→ WORK TASK
Print the passage about narrative as a design tool in full, word for word.

→ DOCUMENT TEXT

Evidence of the effectiveness of narrative as a design tool is all around us. The famous Disney Imagineers would be lost without the modern-day myths they use as the foundation for the experiences they build. Much has been written about this idea: Brenda Laurel explored the concept of structuring interaction around dramatic principles in her 1991 book Computers as Theater, where she urges us to
“. . . focus on designing the action. The design of objects, environments, and characters is all subsidiary to this central goal.”1 John Rheinfrank and Shelley Evenson also talk about the power of “stories of the future” for developing conceptually complex interactive systems,2 and John Carroll has created a substantial body of work about scenario-based design, which we discuss later in this chapter.
Narrative also lends itself to effective visual depictions of interactive products.
Because interaction design is first and foremost the design of behavior that occurs over time, a narrative structure, combined with the support of fast and flexible visualization tools (such as the humble whiteboard), is perfectly suited for motivating, envisioning, representing, and validating interaction concepts.

→ ENTRIES PROVIDED
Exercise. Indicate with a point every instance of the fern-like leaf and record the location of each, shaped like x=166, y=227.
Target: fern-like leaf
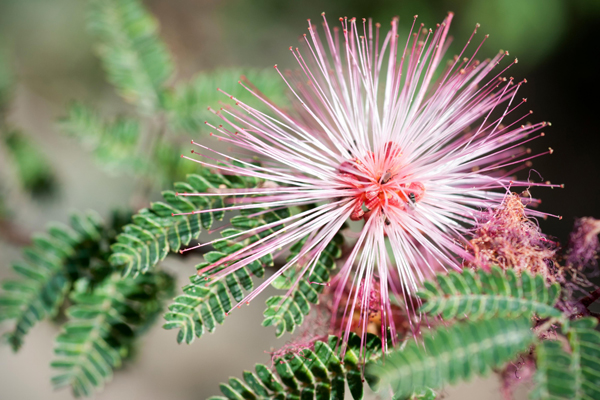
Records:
x=114, y=144
x=34, y=172
x=204, y=304
x=155, y=230
x=574, y=375
x=484, y=294
x=554, y=377
x=103, y=322
x=44, y=275
x=285, y=313
x=135, y=58
x=447, y=355
x=315, y=372
x=187, y=104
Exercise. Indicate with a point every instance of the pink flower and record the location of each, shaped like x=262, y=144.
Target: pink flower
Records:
x=380, y=133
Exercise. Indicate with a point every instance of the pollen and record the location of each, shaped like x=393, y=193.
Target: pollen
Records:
x=380, y=183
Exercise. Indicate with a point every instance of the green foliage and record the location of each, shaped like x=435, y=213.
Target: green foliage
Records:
x=33, y=169
x=314, y=372
x=155, y=231
x=104, y=320
x=554, y=377
x=285, y=313
x=113, y=143
x=205, y=303
x=482, y=294
x=135, y=58
x=187, y=104
x=45, y=274
x=447, y=355
x=574, y=375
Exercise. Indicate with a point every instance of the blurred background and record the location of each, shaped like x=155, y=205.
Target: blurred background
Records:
x=49, y=61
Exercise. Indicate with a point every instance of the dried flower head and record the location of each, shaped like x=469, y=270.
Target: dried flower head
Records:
x=508, y=238
x=380, y=133
x=583, y=247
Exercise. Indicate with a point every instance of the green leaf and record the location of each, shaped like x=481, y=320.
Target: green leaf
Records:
x=449, y=355
x=104, y=320
x=187, y=104
x=135, y=58
x=114, y=144
x=157, y=230
x=45, y=274
x=34, y=172
x=489, y=294
x=575, y=375
x=313, y=371
x=285, y=313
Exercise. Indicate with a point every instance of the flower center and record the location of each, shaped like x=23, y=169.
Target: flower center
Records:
x=380, y=184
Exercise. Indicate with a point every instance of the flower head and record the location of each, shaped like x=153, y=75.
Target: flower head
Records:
x=382, y=133
x=507, y=238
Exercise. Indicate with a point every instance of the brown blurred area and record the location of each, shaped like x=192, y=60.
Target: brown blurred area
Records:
x=52, y=57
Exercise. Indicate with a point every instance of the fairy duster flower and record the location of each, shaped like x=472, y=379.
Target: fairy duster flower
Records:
x=384, y=132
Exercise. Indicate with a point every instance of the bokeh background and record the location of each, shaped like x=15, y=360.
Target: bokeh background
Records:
x=50, y=56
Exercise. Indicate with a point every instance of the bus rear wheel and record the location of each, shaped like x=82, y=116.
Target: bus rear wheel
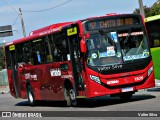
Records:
x=70, y=97
x=30, y=95
x=126, y=96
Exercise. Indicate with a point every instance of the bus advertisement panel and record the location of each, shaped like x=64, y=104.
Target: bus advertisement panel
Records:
x=98, y=56
x=153, y=28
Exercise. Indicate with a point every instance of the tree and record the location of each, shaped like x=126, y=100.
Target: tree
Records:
x=150, y=11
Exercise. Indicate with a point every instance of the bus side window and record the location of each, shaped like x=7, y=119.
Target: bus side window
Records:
x=156, y=43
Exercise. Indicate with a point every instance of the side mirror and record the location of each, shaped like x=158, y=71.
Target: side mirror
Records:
x=83, y=46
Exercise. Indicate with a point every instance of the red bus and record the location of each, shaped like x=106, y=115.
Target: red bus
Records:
x=98, y=56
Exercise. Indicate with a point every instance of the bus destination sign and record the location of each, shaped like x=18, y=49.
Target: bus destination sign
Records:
x=111, y=23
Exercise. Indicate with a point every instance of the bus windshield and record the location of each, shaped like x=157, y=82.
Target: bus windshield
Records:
x=117, y=47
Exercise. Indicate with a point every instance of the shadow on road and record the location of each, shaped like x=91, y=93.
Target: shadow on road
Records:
x=90, y=103
x=156, y=89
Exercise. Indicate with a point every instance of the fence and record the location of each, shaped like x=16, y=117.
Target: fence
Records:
x=3, y=78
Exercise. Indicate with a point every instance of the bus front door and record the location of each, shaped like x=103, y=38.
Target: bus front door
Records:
x=76, y=64
x=14, y=75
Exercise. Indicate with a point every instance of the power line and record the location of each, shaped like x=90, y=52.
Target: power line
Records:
x=49, y=8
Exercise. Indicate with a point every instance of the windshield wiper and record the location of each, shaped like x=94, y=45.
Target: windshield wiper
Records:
x=129, y=34
x=107, y=37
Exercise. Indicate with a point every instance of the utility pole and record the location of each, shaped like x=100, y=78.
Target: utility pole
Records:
x=22, y=22
x=20, y=15
x=141, y=7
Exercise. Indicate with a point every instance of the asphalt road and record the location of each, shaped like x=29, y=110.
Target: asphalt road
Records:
x=144, y=104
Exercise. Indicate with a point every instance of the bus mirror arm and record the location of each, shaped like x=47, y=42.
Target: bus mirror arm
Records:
x=83, y=46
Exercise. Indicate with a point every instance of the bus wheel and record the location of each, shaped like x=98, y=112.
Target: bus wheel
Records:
x=72, y=97
x=30, y=95
x=67, y=98
x=126, y=96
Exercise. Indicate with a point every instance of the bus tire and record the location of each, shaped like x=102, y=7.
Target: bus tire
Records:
x=30, y=96
x=126, y=96
x=70, y=97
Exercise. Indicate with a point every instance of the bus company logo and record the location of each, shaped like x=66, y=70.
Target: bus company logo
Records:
x=29, y=76
x=126, y=80
x=6, y=114
x=55, y=72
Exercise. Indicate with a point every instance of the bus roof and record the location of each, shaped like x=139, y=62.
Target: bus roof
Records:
x=53, y=26
x=152, y=18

→ SOLVED EXERCISE
Evidence of the effectiveness of narrative as a design tool is all around us. The famous Disney Imagineers would be lost without the modern-day myths they use as the foundation for the experiences they build. Much has been written about this idea: Brenda Laurel explored the concept of structuring interaction around dramatic principles in her 1991 book Computers as Theater, where she urges us to
“. . . focus on designing the action. The design of objects, environments, and characters is all subsidiary to this central goal.”1 John Rheinfrank and Shelley Evenson also talk about the power of “stories of the future” for developing conceptually complex interactive systems,2 and John Carroll has created a substantial body of work about scenario-based design, which we discuss later in this chapter.
Narrative also lends itself to effective visual depictions of interactive products.
Because interaction design is first and foremost the design of behavior that occurs over time, a narrative structure, combined with the support of fast and flexible visualization tools (such as the humble whiteboard), is perfectly suited for motivating, envisioning, representing, and validating interaction concepts.